_Written problem_: Make an exact copy of all the entries, with the pictures left out.

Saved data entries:
----------
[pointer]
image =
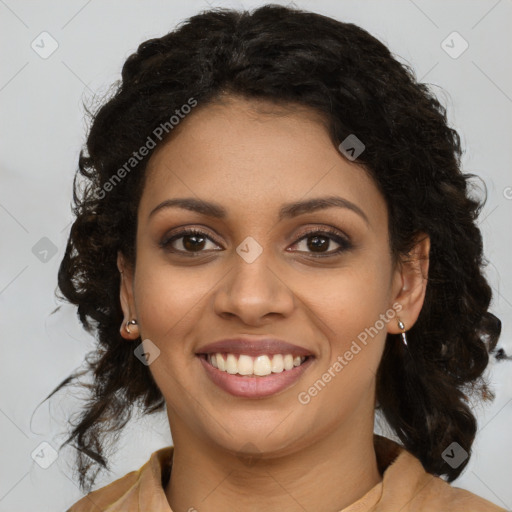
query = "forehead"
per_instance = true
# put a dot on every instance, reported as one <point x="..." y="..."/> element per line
<point x="247" y="154"/>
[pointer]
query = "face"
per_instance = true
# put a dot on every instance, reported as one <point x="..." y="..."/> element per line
<point x="269" y="261"/>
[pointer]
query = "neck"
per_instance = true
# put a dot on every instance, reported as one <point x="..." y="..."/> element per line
<point x="328" y="475"/>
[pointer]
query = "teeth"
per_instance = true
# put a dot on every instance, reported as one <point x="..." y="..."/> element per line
<point x="260" y="365"/>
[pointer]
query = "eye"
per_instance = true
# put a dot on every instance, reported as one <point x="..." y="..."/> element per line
<point x="317" y="241"/>
<point x="191" y="241"/>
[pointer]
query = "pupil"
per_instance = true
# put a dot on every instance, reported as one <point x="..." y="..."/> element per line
<point x="316" y="244"/>
<point x="193" y="246"/>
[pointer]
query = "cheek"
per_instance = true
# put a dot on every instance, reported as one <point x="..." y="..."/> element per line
<point x="168" y="300"/>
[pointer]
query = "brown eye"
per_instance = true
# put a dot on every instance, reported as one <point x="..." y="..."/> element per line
<point x="319" y="242"/>
<point x="191" y="241"/>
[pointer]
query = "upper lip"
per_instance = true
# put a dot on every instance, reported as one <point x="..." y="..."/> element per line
<point x="253" y="347"/>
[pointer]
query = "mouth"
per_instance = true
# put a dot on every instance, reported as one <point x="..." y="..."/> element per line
<point x="257" y="376"/>
<point x="253" y="366"/>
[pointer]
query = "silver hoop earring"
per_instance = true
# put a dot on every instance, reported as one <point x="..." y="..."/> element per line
<point x="131" y="322"/>
<point x="402" y="326"/>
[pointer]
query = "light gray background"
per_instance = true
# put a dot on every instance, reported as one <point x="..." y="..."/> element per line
<point x="43" y="128"/>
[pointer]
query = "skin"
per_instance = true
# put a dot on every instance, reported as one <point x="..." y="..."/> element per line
<point x="251" y="157"/>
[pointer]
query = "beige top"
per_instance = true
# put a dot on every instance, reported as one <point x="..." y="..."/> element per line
<point x="405" y="487"/>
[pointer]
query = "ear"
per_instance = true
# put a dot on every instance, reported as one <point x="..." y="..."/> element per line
<point x="410" y="283"/>
<point x="126" y="298"/>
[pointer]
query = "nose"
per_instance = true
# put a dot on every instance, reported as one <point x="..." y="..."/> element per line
<point x="254" y="291"/>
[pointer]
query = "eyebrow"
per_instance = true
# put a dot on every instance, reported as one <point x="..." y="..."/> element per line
<point x="288" y="210"/>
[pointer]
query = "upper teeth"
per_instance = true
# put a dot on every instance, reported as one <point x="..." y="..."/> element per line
<point x="259" y="365"/>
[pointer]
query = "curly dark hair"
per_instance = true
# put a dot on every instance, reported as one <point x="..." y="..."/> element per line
<point x="291" y="57"/>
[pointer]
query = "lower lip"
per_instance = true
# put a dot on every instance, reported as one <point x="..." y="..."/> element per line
<point x="254" y="387"/>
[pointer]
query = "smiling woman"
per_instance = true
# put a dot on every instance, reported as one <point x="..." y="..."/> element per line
<point x="297" y="252"/>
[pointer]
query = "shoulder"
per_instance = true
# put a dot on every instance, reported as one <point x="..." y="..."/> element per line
<point x="126" y="491"/>
<point x="438" y="495"/>
<point x="419" y="491"/>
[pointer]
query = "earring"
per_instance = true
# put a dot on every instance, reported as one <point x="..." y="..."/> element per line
<point x="131" y="322"/>
<point x="402" y="326"/>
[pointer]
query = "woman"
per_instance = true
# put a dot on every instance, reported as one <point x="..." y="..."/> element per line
<point x="274" y="239"/>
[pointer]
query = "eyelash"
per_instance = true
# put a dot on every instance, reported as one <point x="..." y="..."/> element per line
<point x="328" y="233"/>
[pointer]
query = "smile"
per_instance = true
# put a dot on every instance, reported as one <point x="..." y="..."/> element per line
<point x="254" y="377"/>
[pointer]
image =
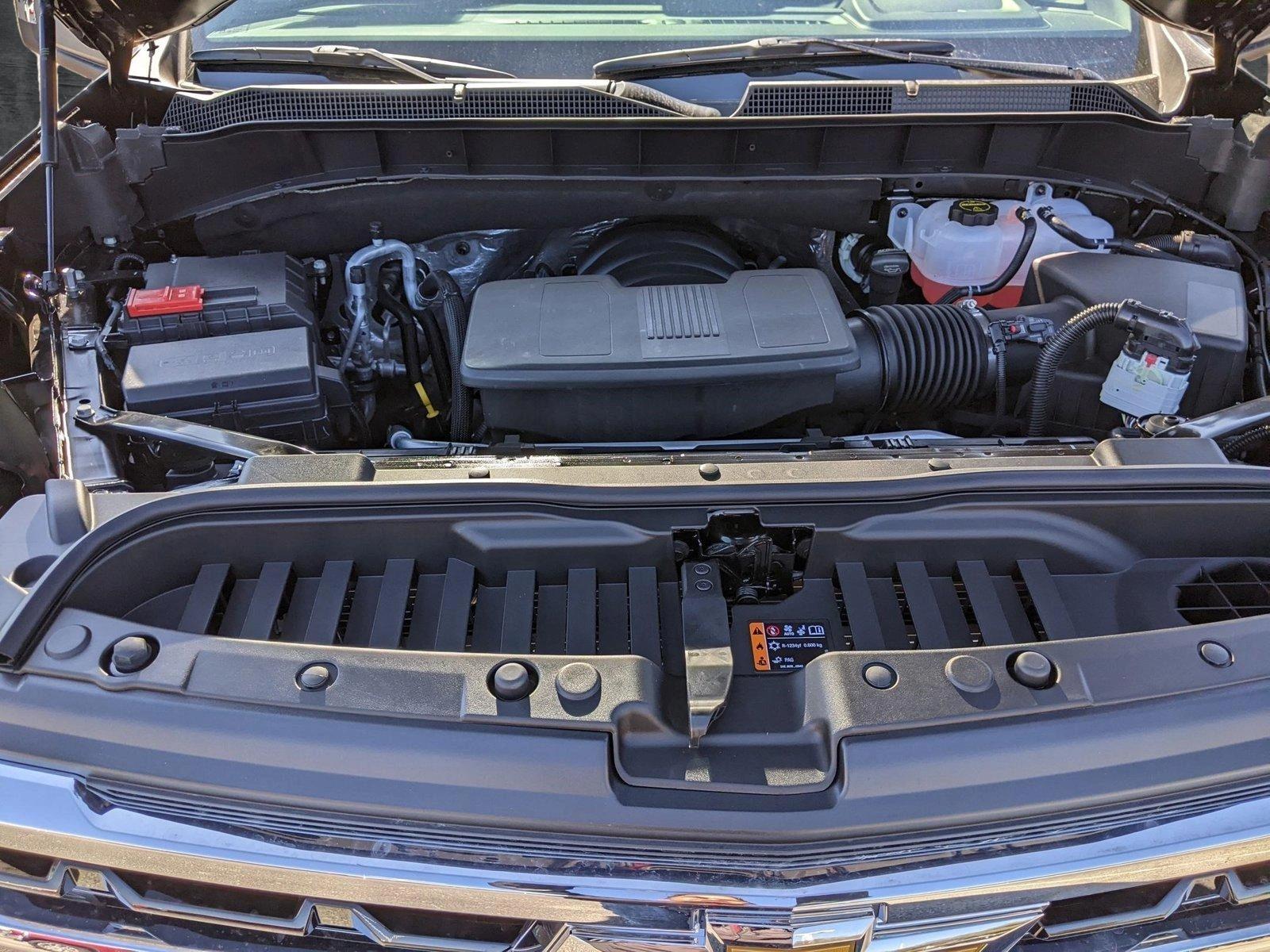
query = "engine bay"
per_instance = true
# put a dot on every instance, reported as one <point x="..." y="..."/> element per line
<point x="1045" y="317"/>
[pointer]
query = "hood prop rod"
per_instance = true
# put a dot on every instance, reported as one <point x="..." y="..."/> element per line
<point x="50" y="282"/>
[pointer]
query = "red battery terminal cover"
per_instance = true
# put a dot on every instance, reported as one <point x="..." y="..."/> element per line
<point x="152" y="302"/>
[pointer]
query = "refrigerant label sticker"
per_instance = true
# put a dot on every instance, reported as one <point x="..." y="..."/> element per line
<point x="787" y="647"/>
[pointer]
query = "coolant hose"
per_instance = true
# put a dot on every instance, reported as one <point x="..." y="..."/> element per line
<point x="1202" y="249"/>
<point x="1052" y="355"/>
<point x="1246" y="441"/>
<point x="997" y="283"/>
<point x="456" y="333"/>
<point x="1124" y="245"/>
<point x="410" y="329"/>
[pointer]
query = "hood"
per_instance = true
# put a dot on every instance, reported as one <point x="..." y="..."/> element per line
<point x="114" y="25"/>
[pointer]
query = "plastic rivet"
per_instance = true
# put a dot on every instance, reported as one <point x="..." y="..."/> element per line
<point x="1033" y="670"/>
<point x="315" y="677"/>
<point x="1216" y="654"/>
<point x="131" y="654"/>
<point x="67" y="641"/>
<point x="879" y="676"/>
<point x="968" y="674"/>
<point x="577" y="681"/>
<point x="511" y="681"/>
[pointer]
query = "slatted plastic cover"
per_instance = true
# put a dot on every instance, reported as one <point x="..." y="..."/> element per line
<point x="402" y="607"/>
----------
_The output_:
[pointer]
image =
query = "forehead"
per_instance = true
# put a dot on every instance, reported as one <point x="..." y="..."/> element per line
<point x="247" y="154"/>
[pointer]
query = "face"
per_instance = true
# put a dot on every instance, reported as one <point x="..." y="..."/> element per line
<point x="269" y="261"/>
[pointer]
query = "neck"
per_instance = true
# put a dot on every instance, reported as one <point x="..." y="..."/> element per line
<point x="328" y="475"/>
[pointer]
query = "teeth"
per_instance = true
# put a dot on every instance, reported as one <point x="..." y="..."/> element per line
<point x="260" y="365"/>
[pointer]
query = "eye"
per_instance = true
# put a dot on every instance, reported as one <point x="..." y="..."/> element per line
<point x="317" y="241"/>
<point x="191" y="241"/>
[pointer]
query = "pupil"
per_instance = true
# put a dot on every instance, reported as one <point x="..." y="..."/> element per line
<point x="316" y="244"/>
<point x="193" y="246"/>
[pointer]
query = "cheek"
per_instance = true
# put a dot on every instance, reported as one <point x="..." y="..."/> element per line
<point x="168" y="300"/>
[pointer]
query = "brown eye"
per_instance = true
# put a dot on every instance, reported as one <point x="..." y="..."/> element per line
<point x="319" y="242"/>
<point x="191" y="241"/>
[pointer]
query = "upper lip"
per_instance = true
# put a dot on every instance, reported as one <point x="..." y="..."/> element per line
<point x="253" y="347"/>
[pointer]
query = "mouth"
per_instance = true
# put a dot on every instance, reported as one <point x="..." y="..."/> element per line
<point x="257" y="376"/>
<point x="253" y="366"/>
[pointer]
query = "silver hoop earring"
per_instance = true
# put a dot on every instance, reported as one <point x="..." y="..."/> element per line
<point x="131" y="322"/>
<point x="402" y="326"/>
[pointer]
query = "light gray background"
per_instance = true
# put a dot on every instance, reported as one <point x="..." y="..."/> element per line
<point x="43" y="128"/>
[pointer]
query = "skin"
per_instance = true
# put a dot on every instance, reported as one <point x="..." y="..."/> element per line
<point x="251" y="157"/>
[pointer]
query = "beige top"
per_instance = true
# put a dot on every instance, reported as one <point x="..." y="..."/> element per line
<point x="405" y="487"/>
[pointer]
query = "ear"
per_instance = true
# put a dot on every instance, reported as one <point x="..." y="..."/> element per line
<point x="410" y="283"/>
<point x="126" y="298"/>
[pointer]
query = "nose"
per_instance = true
# put a dot on every instance, reported as one <point x="..." y="..."/> element per line
<point x="254" y="291"/>
[pointer]
query = "eyebrow"
per_instance = true
# put a dot on every instance, reported as one <point x="..." y="..."/> element per line
<point x="288" y="210"/>
[pointer]
query = "upper teeth"
per_instance = true
# put a dot on every instance, reported as one <point x="..." y="..."/> element per line
<point x="259" y="365"/>
[pointer]
query = "curly dark hair"
per_instance = true
# put a dot on every instance, reported as one <point x="..." y="..."/> element per line
<point x="291" y="57"/>
[pointer]
query = "lower lip"
per_instance = true
# put a dot on every instance, reported as one <point x="..." y="..."/> element per line
<point x="254" y="387"/>
[pointer]
query = "smiling woman"
per_instance = true
# put a dot on every instance, reported as one <point x="..." y="..."/> element per line
<point x="297" y="252"/>
[pointer]
query = "shoulder"
per_instance = true
# put a dot on every instance, reported as one <point x="..." y="..."/> element per line
<point x="126" y="491"/>
<point x="438" y="495"/>
<point x="419" y="491"/>
[pointer]
query = "earring"
per_instance = true
# put a dot on every instance, reported as one <point x="..." y="..."/> element per line
<point x="131" y="322"/>
<point x="402" y="326"/>
[pointer]
query = "woman"
per_instance = true
# put a dot on every instance, reported as one <point x="..." y="..."/> element per line
<point x="274" y="239"/>
[pointer]
query = "eyelash"
per_instance = true
# put a dot on every instance, reported as one <point x="..." y="..."/> element per line
<point x="328" y="233"/>
[pointer]
query = "smile"
per_instance = true
# put a dot on every instance, reported as one <point x="..." y="..."/> element per line
<point x="254" y="377"/>
[pointer]
image =
query = "engine bay"
per_instance = true
# put a dot on every instance, reported as one <point x="..." y="..."/> element per line
<point x="1045" y="317"/>
[pointer]
query = "hood prop rod"
per_instance = true
# put a dot on every instance, reported as one <point x="..." y="..."/> element per line
<point x="50" y="282"/>
[pointer]
query = "red battery terminal cover"
per_instance = true
# put a dot on every instance, reported as one <point x="..." y="..."/> element per line
<point x="152" y="302"/>
[pointer]
query = "refrigerant label sticker"
per_instance = true
# put a dot on every instance, reported as one <point x="..." y="..."/> element per line
<point x="787" y="647"/>
[pointer]
query = "coolant hose"
per_instance = true
# put a dot on every instance, reported as one <point x="..." y="..."/> element per line
<point x="1202" y="249"/>
<point x="1052" y="355"/>
<point x="1246" y="441"/>
<point x="997" y="283"/>
<point x="456" y="333"/>
<point x="1124" y="245"/>
<point x="410" y="329"/>
[pointer]
query = "hood"
per_instance = true
# put a dot on every instance, reported as one <point x="..." y="..."/> element per line
<point x="114" y="25"/>
[pointer]
query = "plastic rivet"
per_instance = true
# put a dot on every instance, reported as one <point x="..." y="..."/> element per line
<point x="1033" y="670"/>
<point x="315" y="677"/>
<point x="1216" y="654"/>
<point x="131" y="654"/>
<point x="67" y="641"/>
<point x="879" y="676"/>
<point x="968" y="674"/>
<point x="577" y="681"/>
<point x="511" y="681"/>
[pointer]
query = "slatted plastic cover"
per_instance = true
# put a dot on every instance, reported as one <point x="..." y="..."/> element per line
<point x="402" y="607"/>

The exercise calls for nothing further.